What this task involves: Copy every line of the material below that contains the string "background". Case counts.

— Begin Items —

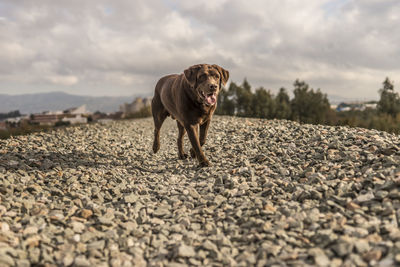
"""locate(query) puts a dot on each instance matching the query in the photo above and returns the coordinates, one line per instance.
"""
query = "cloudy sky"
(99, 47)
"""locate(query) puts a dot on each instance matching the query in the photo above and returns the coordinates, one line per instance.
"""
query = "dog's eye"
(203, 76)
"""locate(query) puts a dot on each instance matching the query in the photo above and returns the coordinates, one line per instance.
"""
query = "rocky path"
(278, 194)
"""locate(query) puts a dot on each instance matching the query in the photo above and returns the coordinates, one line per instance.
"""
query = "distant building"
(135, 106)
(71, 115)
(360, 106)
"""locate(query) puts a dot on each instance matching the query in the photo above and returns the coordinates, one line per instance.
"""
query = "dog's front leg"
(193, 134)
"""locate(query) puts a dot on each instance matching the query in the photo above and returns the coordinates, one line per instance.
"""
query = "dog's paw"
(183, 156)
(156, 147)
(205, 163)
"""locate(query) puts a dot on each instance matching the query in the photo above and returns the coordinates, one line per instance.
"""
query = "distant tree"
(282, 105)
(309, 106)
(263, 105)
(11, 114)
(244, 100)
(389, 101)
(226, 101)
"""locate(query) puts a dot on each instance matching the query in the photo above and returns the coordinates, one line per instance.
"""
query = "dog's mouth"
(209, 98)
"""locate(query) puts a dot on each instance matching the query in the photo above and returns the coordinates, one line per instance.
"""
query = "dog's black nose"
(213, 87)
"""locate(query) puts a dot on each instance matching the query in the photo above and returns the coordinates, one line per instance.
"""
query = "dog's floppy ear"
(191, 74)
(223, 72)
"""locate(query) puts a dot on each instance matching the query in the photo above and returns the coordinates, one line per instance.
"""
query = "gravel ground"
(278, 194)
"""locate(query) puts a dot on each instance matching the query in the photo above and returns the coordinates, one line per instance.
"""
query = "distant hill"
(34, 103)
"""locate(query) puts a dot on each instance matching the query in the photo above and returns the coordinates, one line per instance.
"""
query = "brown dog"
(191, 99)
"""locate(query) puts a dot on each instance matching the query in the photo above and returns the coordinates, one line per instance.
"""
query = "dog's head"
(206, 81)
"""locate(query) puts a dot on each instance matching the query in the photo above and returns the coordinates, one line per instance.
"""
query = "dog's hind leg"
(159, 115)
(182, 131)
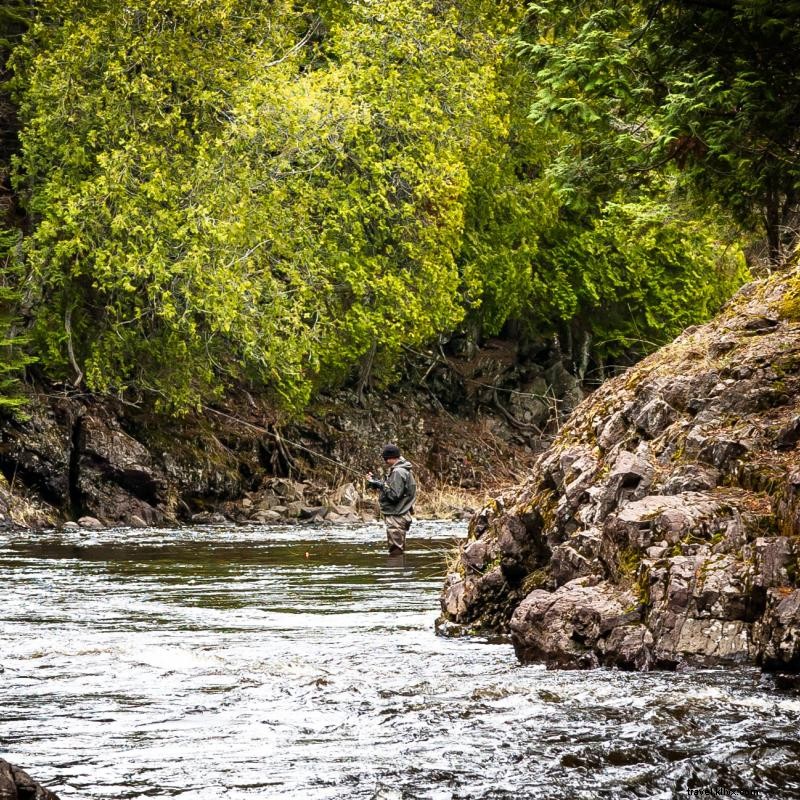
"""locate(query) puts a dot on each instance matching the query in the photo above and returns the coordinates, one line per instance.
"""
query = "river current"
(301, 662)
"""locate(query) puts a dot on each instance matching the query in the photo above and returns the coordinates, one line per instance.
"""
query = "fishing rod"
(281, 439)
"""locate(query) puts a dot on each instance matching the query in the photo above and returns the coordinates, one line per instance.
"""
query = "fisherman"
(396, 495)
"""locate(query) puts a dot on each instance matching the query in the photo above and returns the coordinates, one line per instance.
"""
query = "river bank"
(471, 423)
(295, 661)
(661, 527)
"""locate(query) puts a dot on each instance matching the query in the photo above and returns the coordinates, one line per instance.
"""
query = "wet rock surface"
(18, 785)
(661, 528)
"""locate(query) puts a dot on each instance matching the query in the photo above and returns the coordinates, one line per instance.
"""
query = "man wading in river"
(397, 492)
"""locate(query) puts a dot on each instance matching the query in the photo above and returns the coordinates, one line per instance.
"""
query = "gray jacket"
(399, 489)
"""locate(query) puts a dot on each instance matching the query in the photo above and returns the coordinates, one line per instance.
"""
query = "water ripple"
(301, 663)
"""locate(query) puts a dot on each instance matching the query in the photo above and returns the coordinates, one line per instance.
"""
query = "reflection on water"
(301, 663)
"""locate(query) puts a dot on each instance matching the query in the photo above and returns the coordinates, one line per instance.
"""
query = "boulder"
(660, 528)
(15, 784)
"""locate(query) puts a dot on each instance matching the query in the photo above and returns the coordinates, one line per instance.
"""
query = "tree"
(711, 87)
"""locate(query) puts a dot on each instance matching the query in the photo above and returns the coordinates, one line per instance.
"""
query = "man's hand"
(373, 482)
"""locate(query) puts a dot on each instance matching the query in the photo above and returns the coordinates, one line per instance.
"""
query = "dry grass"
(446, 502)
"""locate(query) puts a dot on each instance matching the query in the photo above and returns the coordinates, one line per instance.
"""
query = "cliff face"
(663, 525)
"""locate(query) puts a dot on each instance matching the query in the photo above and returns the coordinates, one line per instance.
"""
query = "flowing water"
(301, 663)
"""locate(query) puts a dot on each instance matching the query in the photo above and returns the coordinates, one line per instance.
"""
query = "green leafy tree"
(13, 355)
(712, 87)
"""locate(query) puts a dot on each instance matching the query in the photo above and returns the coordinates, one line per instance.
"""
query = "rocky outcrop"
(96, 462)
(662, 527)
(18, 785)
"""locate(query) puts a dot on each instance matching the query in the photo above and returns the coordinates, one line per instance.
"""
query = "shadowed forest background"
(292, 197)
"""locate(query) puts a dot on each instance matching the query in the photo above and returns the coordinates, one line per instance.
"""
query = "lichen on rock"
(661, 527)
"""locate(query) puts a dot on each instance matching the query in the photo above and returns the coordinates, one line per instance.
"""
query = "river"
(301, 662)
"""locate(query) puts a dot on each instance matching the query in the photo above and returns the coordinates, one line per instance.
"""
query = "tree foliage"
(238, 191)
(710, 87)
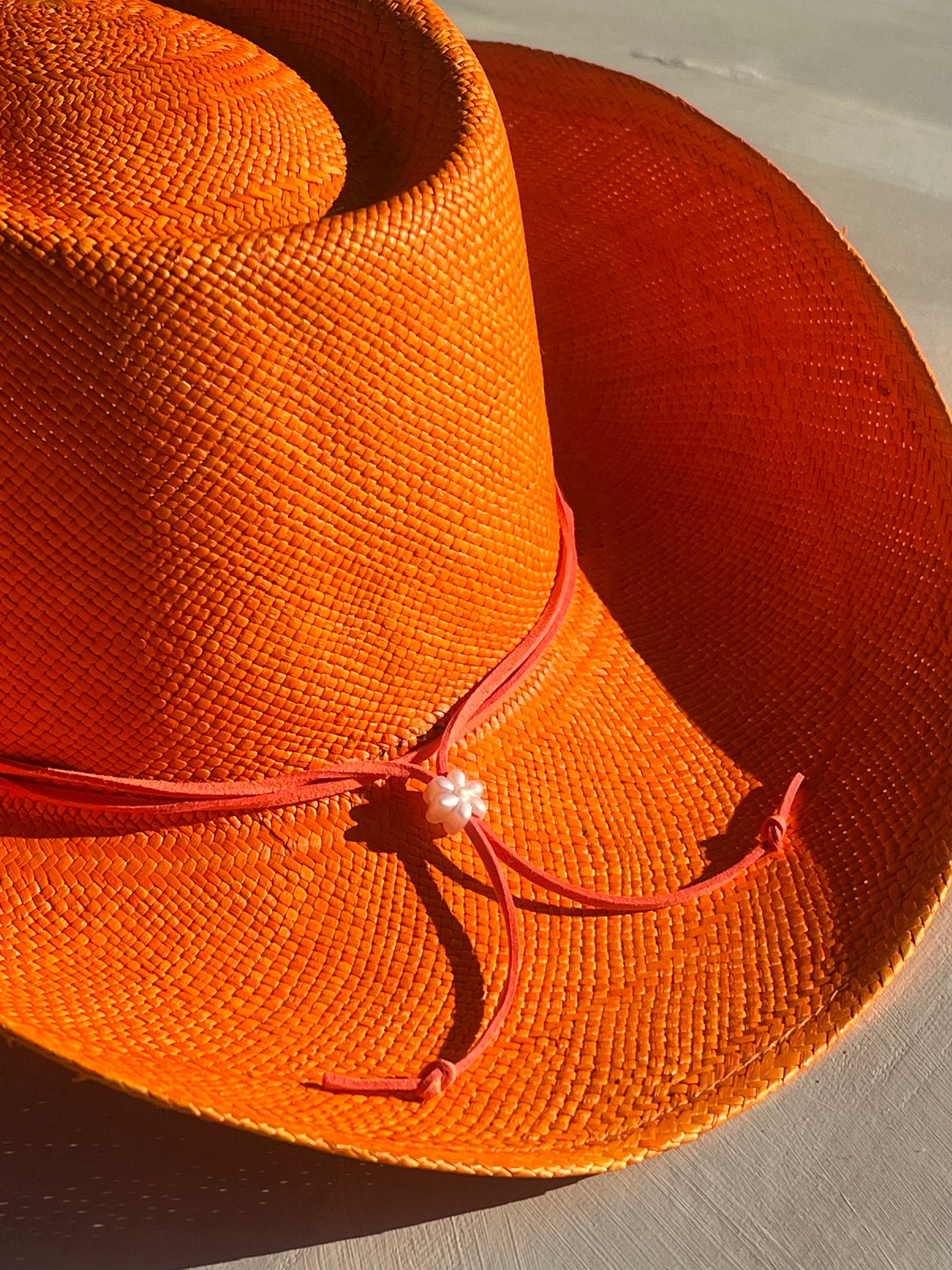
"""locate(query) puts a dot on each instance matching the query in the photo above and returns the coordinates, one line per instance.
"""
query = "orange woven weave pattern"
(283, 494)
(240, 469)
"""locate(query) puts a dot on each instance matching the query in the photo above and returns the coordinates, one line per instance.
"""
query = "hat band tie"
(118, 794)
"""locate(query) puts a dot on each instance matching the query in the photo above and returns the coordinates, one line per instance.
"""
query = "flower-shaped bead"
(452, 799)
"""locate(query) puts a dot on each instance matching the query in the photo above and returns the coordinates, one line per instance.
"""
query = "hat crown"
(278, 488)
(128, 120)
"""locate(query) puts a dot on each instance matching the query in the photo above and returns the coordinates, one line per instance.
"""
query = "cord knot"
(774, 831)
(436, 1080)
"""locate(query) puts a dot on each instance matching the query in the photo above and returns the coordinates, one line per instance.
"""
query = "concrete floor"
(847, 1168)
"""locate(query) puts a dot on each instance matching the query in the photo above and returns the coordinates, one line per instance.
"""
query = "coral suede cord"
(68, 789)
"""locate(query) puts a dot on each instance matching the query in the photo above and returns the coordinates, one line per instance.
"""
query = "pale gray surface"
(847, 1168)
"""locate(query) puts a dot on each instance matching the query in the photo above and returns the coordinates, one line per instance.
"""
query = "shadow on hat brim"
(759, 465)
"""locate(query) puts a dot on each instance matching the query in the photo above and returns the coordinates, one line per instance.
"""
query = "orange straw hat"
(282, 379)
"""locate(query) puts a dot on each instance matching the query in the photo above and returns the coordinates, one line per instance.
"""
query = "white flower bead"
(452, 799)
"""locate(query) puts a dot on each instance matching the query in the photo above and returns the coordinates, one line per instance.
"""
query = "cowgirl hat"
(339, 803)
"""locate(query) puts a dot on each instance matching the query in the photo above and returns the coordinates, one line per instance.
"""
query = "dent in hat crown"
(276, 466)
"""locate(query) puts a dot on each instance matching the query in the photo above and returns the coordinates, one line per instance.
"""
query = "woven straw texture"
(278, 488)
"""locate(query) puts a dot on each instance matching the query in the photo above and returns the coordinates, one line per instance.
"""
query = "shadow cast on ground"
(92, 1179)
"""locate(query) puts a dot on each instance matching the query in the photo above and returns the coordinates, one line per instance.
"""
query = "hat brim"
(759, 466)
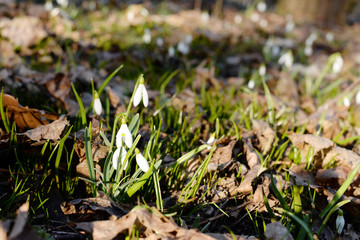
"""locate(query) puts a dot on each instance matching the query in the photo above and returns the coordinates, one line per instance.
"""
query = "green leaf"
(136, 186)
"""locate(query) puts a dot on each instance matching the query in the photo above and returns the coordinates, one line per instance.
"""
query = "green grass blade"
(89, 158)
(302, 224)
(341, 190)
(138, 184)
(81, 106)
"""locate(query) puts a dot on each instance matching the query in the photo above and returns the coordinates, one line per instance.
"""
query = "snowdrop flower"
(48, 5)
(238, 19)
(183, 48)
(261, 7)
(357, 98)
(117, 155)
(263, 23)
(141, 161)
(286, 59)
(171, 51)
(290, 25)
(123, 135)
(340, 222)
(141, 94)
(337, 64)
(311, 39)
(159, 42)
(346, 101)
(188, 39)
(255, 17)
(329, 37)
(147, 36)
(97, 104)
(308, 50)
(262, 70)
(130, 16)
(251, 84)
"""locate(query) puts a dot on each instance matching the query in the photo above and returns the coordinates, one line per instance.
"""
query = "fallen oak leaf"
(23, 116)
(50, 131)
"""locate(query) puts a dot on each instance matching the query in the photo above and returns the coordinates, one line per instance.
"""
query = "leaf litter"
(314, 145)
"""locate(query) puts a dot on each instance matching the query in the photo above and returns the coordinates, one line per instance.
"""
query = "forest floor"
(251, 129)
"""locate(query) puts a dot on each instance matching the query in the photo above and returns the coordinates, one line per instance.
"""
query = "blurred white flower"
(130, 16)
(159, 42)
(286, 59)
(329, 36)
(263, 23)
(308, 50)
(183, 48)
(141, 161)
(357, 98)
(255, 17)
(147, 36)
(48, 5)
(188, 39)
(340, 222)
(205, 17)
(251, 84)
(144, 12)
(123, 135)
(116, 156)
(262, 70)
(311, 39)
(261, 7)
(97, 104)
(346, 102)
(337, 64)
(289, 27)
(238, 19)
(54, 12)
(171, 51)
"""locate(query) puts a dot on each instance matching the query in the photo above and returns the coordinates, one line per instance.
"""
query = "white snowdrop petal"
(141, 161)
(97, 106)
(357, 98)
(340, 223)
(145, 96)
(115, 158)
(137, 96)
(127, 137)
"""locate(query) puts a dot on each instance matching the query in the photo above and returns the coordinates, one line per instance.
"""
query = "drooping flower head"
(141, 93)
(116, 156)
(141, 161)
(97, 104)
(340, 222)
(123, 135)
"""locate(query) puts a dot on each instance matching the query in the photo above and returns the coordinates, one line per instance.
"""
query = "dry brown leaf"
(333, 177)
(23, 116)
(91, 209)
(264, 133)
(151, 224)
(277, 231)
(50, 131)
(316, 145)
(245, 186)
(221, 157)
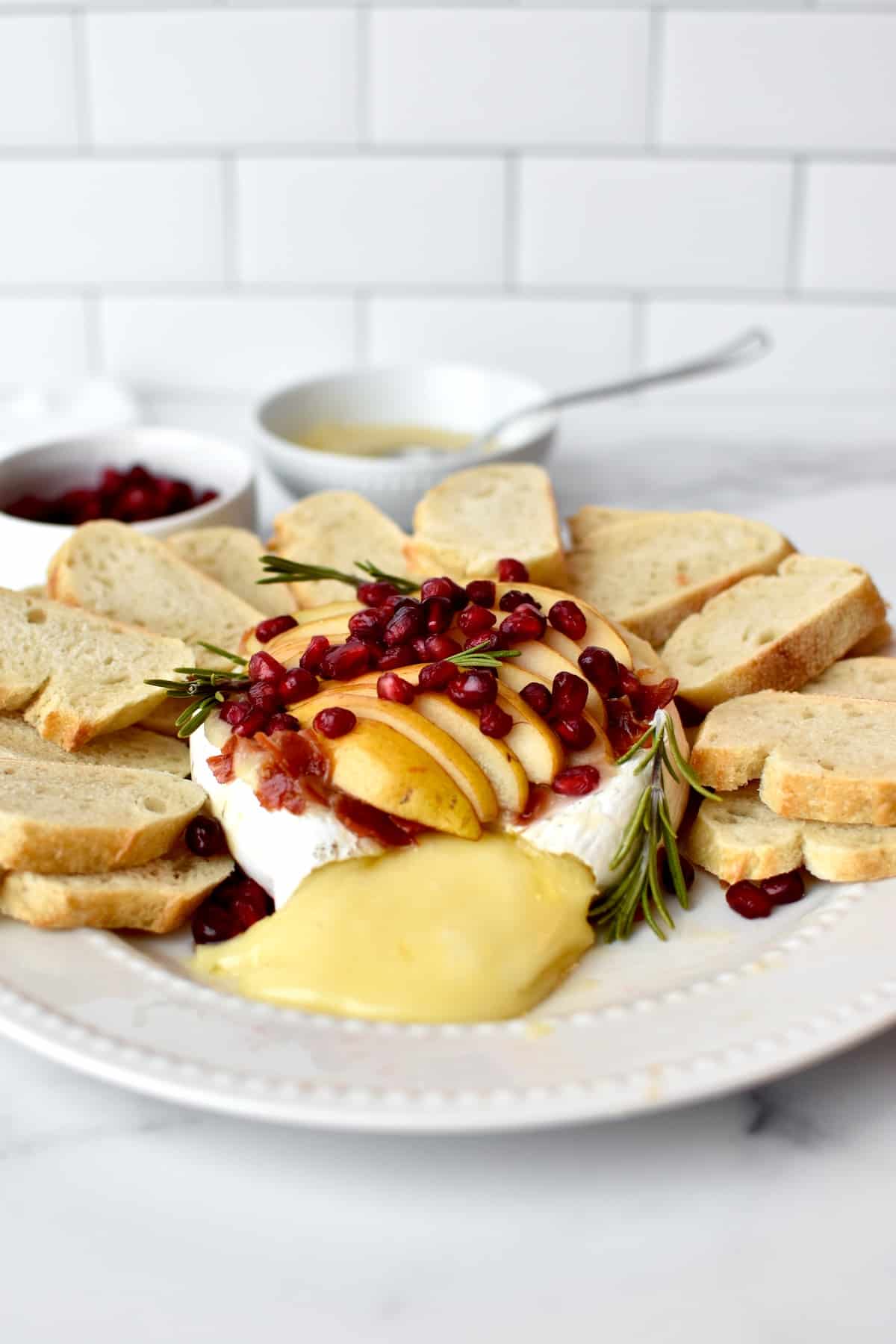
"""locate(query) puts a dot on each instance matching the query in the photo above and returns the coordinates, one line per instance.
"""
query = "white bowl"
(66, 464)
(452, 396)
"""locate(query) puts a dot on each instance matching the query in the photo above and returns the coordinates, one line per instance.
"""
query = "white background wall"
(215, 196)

— End Items —

Full answer:
query = "shadowed forest background"
query = "white background wall"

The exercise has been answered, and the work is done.